__PROBLEM TO SOLVE__. Write out verbatim the lines from the start of the items through the line containing "positive clicks: (524, 540)", inclusive.

[Records from a collection]
►
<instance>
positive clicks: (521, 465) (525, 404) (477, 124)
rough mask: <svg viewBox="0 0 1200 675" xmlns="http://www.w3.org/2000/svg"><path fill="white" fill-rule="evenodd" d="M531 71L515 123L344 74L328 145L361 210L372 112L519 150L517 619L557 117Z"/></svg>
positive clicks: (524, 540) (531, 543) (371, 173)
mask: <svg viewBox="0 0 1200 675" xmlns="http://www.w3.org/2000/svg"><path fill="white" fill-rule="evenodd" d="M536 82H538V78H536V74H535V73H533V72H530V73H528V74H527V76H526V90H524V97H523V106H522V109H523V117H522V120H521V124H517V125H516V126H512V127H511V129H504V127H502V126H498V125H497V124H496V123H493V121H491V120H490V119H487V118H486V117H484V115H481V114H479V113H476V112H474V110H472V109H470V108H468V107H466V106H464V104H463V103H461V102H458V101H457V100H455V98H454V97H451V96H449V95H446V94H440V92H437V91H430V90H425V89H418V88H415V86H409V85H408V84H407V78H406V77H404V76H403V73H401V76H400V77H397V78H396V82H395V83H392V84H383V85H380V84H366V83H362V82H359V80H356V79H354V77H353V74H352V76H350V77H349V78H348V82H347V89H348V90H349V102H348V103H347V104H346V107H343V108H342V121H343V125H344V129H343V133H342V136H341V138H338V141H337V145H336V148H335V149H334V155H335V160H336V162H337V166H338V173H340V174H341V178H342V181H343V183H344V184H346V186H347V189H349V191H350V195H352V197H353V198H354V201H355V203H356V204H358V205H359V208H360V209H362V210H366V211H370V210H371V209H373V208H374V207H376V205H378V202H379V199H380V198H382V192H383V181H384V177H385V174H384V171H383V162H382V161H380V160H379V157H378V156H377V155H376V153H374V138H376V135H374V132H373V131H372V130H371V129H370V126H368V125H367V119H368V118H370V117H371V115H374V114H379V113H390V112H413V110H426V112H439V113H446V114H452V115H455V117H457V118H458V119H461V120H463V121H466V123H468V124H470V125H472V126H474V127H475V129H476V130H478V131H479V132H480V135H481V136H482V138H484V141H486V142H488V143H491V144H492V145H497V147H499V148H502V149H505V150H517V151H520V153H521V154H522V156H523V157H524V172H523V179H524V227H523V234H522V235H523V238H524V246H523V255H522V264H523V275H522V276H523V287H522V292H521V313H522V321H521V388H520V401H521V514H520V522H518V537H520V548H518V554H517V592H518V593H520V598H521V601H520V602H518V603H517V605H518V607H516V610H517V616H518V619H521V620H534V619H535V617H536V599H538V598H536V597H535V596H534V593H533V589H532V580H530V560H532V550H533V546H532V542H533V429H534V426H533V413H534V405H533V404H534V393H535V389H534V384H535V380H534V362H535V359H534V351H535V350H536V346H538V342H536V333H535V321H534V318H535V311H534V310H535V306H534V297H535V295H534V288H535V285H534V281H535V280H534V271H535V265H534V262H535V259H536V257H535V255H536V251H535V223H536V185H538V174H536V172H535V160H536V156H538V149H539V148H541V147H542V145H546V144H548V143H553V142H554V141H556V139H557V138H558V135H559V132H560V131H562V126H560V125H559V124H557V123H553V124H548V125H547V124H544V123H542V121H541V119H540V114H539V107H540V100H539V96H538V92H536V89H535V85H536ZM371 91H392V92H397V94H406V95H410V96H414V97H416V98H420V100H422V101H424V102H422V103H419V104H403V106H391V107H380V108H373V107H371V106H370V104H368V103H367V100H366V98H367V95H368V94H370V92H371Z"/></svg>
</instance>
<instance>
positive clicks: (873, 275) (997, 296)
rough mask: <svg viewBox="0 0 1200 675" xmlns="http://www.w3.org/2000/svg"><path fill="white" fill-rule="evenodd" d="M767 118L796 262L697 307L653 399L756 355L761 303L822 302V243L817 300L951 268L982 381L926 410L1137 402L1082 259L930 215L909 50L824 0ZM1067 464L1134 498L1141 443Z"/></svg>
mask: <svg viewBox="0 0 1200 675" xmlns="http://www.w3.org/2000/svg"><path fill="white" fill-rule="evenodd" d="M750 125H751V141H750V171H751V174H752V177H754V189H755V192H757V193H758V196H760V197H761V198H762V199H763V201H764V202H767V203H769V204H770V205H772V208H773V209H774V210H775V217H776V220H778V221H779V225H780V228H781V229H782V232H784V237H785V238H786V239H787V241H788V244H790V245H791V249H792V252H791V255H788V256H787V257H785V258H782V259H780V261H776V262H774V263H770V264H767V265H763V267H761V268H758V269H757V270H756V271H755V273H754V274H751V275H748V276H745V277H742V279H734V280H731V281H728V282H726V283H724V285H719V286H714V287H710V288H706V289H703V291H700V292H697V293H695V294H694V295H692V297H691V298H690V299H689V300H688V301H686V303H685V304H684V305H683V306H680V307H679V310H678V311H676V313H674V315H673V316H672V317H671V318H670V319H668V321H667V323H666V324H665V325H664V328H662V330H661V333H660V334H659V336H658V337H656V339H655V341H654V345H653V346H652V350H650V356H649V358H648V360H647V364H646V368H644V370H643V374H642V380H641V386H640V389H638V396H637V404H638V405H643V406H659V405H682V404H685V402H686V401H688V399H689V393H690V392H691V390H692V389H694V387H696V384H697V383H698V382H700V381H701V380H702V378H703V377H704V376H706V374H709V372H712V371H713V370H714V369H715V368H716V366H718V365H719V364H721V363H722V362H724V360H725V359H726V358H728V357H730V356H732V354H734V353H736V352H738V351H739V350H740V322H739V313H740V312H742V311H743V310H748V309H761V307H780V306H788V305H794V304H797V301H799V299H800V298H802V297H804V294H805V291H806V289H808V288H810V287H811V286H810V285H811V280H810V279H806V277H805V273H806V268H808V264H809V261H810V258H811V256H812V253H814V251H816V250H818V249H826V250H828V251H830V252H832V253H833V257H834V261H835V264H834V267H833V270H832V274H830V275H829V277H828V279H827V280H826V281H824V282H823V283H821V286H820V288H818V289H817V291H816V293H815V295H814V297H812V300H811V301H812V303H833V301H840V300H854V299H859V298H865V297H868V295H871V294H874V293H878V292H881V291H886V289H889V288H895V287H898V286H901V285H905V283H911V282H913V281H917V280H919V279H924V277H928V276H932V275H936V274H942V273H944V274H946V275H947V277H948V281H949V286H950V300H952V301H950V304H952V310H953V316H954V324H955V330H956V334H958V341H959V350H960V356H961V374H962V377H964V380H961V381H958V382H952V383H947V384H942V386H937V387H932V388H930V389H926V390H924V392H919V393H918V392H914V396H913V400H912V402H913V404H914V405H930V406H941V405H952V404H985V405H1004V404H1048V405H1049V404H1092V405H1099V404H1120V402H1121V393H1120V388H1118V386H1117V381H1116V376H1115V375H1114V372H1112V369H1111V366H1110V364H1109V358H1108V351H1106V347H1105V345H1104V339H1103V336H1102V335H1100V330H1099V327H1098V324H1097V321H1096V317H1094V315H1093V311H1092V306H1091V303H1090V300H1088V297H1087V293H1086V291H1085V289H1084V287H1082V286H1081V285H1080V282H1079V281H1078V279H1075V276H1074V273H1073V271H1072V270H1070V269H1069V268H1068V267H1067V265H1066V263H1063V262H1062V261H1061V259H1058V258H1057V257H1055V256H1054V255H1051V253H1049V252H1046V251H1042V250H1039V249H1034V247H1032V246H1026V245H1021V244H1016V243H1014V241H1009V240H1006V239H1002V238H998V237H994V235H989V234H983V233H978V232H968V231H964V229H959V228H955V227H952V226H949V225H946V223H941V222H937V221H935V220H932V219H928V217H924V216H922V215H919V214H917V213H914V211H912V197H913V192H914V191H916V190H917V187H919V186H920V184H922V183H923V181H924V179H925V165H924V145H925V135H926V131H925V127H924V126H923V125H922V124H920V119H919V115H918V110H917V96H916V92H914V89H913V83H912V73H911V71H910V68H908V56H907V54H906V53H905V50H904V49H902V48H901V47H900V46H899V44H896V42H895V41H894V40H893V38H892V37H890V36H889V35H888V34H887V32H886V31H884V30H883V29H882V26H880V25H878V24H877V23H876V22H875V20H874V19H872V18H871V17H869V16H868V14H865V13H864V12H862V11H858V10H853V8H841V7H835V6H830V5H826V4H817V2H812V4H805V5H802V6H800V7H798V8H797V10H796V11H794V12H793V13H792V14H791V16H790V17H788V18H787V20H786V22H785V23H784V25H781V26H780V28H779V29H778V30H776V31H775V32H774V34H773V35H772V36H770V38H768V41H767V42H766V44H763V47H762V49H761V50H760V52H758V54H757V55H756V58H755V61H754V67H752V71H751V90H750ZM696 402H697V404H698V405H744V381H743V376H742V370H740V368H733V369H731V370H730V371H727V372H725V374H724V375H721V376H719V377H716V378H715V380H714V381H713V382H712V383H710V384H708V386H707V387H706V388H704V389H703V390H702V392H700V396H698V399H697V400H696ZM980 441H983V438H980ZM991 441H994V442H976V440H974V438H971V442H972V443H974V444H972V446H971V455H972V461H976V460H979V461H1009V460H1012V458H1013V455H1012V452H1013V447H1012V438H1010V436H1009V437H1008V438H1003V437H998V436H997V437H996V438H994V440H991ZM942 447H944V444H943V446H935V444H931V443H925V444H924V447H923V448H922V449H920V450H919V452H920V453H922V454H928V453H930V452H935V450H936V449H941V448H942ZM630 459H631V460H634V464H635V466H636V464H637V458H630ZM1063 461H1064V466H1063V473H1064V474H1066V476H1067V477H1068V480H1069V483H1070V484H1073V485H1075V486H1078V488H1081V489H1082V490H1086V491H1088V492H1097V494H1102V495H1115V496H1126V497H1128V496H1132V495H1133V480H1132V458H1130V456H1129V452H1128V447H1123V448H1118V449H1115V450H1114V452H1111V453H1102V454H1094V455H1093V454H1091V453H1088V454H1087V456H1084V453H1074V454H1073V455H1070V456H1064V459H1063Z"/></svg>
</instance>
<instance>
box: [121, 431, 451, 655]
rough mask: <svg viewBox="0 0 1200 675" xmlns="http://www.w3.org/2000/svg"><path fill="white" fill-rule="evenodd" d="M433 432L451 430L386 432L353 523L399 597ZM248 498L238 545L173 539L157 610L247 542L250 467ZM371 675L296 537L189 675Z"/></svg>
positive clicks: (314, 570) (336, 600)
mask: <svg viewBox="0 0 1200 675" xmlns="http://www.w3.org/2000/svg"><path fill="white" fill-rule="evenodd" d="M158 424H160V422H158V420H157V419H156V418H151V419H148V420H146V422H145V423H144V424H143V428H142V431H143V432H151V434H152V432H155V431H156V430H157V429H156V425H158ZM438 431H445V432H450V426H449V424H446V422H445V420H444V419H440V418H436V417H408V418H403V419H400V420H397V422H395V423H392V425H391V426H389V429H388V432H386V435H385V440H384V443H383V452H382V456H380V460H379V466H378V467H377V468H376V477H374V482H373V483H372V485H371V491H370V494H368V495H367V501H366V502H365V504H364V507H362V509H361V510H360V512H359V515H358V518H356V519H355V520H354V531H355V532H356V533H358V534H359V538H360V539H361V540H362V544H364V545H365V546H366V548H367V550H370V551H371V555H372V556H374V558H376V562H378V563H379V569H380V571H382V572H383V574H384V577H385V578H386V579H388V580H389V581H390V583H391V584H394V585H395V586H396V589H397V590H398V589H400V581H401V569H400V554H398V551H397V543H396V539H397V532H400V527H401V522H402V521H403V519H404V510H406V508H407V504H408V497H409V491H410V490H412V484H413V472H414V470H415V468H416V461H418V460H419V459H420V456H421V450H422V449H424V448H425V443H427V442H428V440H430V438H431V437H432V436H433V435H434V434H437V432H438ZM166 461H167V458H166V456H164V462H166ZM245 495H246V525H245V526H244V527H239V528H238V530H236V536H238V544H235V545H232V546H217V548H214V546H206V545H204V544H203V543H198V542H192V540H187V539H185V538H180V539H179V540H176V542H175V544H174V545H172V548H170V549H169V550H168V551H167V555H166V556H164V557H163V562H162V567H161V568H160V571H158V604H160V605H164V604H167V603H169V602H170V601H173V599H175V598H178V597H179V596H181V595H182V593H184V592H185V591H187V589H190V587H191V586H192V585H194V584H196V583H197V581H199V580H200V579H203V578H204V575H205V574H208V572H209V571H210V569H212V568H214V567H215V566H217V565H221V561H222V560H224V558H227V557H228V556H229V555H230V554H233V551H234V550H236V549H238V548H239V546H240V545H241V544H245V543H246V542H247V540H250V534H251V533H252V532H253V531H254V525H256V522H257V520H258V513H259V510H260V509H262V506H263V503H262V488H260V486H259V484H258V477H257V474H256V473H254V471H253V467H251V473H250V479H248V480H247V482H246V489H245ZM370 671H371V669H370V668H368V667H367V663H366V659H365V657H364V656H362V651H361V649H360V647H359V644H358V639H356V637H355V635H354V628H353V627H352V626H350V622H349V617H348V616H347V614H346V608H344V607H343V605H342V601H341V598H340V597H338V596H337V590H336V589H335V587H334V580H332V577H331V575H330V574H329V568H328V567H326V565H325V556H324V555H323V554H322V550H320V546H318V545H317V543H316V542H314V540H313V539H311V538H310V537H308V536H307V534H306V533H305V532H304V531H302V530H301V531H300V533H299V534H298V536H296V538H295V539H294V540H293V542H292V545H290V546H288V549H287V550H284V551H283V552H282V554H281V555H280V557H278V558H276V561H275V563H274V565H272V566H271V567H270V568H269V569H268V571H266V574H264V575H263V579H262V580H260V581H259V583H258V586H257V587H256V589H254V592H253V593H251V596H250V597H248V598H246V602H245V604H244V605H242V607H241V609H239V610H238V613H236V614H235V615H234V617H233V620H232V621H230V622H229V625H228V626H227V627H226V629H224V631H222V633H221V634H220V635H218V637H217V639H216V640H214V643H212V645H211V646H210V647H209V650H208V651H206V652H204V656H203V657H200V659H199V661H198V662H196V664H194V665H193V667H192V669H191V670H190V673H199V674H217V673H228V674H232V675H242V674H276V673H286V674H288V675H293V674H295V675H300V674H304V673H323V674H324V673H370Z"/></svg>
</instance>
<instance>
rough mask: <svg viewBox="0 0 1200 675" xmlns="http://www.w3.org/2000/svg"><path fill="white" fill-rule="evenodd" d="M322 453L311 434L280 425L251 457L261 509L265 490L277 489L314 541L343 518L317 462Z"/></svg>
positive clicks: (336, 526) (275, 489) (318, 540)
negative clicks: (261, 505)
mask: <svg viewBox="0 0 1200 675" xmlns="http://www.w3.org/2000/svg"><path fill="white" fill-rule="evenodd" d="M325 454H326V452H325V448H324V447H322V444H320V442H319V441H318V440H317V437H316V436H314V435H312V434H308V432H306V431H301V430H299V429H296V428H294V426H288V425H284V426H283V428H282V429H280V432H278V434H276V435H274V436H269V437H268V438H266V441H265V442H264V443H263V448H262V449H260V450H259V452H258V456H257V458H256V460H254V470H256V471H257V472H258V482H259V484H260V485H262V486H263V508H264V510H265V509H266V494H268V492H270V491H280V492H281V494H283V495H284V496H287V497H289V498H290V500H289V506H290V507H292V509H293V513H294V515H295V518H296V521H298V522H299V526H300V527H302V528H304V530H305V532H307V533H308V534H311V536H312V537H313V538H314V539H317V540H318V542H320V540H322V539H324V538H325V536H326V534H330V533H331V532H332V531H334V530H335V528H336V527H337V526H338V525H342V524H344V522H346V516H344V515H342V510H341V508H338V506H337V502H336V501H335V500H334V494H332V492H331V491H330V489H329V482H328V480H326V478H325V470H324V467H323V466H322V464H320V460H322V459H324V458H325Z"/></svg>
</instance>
◄
__EXERCISE SOLUTION__.
<instance>
positive clicks: (521, 465) (525, 404) (477, 124)
rough mask: <svg viewBox="0 0 1200 675" xmlns="http://www.w3.org/2000/svg"><path fill="white" fill-rule="evenodd" d="M531 71L515 123L344 74L328 145L361 210L372 112L519 150L517 619L557 117Z"/></svg>
positive clicks: (524, 540) (531, 543) (371, 173)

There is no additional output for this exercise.